_Given task:_
Reproduce every line of the records below, requests included, and add -113 to each bounding-box coordinate value in the answers.

_Data supplied:_
===

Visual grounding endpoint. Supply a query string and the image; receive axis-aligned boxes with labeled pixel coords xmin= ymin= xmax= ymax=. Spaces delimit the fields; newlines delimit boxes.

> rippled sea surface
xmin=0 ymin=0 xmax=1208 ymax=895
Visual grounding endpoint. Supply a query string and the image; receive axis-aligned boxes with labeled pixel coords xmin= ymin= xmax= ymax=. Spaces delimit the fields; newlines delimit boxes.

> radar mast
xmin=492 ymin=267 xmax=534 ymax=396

===

_Answer for the task:_
Visual grounding endpoint. Supply a query string and the image; receive axis-aligned boxes with labeled pixel coords xmin= ymin= xmax= ymax=. Spaces delimit the fields; newlines delimit boxes.

> rippled sea surface
xmin=-113 ymin=-113 xmax=1095 ymax=782
Visual grounding endpoint. Supply a query string and the image; receive axis-aligned boxes with labeled pixel coords xmin= ymin= xmax= ymax=. Spaces delimit the fields; newlines delimit boxes.

> radar mast
xmin=379 ymin=154 xmax=421 ymax=283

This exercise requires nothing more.